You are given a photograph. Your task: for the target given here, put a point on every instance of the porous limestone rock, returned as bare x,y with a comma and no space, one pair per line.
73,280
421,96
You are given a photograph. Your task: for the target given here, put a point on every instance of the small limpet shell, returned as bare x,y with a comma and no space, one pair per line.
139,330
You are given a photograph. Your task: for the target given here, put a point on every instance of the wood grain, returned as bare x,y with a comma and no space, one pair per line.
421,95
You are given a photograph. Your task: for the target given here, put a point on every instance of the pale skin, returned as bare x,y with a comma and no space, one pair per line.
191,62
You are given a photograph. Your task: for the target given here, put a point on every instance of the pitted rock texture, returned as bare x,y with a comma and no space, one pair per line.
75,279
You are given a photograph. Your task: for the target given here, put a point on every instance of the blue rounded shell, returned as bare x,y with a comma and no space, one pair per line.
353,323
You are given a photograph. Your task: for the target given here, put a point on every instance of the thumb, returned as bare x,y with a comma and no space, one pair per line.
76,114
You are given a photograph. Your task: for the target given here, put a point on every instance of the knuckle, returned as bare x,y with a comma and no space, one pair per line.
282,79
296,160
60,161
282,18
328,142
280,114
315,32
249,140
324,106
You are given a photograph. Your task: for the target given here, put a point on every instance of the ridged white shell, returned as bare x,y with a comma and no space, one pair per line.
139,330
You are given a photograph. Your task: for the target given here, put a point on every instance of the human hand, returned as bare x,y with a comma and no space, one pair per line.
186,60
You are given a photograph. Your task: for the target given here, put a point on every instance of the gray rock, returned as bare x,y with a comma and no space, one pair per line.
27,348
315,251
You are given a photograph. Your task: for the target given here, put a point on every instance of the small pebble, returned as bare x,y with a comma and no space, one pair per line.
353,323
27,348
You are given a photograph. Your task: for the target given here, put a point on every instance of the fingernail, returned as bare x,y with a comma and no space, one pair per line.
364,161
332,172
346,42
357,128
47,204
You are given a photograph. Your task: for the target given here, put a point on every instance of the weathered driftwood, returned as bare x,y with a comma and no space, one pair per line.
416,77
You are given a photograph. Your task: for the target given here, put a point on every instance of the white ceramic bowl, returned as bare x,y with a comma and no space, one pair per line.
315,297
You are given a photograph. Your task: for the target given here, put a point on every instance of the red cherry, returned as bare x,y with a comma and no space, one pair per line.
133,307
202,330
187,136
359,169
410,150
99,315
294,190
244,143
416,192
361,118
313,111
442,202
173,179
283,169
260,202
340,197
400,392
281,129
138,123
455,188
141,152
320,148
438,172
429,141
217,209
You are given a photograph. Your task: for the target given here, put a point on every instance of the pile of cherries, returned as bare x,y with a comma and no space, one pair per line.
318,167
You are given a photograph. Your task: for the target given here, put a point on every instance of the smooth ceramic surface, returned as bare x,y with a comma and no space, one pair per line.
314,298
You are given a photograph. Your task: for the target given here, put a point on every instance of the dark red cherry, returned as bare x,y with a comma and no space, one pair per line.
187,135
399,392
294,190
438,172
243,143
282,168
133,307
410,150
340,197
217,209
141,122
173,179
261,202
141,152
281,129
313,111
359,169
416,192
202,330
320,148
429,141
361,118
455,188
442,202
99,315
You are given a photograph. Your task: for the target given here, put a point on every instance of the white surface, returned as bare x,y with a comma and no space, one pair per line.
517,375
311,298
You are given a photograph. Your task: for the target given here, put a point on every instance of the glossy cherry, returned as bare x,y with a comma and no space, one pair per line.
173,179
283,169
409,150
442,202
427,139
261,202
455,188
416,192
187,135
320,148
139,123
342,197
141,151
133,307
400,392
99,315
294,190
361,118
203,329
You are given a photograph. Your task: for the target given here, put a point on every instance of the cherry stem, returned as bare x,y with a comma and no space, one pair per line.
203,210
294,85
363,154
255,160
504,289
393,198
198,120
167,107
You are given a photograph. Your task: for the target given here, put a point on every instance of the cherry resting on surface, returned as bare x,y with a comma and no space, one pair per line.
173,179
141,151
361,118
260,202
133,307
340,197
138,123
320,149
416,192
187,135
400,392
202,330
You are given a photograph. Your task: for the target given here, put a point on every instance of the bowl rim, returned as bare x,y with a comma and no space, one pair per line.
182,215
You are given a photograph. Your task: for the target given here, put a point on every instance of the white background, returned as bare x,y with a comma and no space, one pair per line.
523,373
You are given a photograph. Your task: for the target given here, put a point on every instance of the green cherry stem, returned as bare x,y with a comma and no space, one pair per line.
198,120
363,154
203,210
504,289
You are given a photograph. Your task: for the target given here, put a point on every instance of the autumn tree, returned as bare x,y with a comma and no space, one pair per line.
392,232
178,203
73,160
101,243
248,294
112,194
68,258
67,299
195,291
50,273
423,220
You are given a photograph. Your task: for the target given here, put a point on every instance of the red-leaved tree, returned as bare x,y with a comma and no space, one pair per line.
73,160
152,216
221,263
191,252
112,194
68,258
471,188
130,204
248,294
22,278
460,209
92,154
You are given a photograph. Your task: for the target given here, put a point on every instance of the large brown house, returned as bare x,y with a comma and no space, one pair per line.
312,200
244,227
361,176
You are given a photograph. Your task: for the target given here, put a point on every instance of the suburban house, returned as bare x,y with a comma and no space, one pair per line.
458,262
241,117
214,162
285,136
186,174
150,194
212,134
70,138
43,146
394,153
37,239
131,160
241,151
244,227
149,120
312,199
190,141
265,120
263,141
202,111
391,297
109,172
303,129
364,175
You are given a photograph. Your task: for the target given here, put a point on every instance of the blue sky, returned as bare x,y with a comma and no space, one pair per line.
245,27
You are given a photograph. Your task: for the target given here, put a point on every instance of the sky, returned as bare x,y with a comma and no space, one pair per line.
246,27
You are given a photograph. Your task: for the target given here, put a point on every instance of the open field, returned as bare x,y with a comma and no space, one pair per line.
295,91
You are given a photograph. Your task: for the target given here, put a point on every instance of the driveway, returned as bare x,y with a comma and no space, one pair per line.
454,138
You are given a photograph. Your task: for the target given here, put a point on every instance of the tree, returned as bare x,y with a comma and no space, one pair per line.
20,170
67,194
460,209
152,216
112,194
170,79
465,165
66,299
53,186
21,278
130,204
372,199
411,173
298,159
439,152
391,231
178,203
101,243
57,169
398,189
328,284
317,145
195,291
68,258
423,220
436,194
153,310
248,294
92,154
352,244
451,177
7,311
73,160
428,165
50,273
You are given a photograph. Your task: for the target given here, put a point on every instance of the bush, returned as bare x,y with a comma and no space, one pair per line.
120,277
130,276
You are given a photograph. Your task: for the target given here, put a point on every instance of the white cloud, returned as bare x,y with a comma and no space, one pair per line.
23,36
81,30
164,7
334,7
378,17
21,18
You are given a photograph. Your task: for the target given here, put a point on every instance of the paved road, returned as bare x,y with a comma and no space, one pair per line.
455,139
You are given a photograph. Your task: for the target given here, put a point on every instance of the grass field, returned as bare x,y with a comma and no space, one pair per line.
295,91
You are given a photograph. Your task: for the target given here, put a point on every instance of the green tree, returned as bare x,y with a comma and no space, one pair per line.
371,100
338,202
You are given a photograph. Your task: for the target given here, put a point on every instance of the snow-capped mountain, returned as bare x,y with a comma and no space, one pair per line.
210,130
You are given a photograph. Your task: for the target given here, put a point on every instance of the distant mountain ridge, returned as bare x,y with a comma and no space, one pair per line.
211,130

==

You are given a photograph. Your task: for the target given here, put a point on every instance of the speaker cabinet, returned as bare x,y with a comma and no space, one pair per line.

__Short problem__:
Give back every line in the two blocks above that contains the word "blue".

__Task response__:
You are given a photograph. Your task: for the target given here, put a point on every instance of the blue rounded shell, returned as bare x,y with a comma and no space, one pair per line.
You are given a photograph. Your task: for the target given here, put a point on every instance of the blue sky, returned as bare x,y with a comma and no space, one pair per line.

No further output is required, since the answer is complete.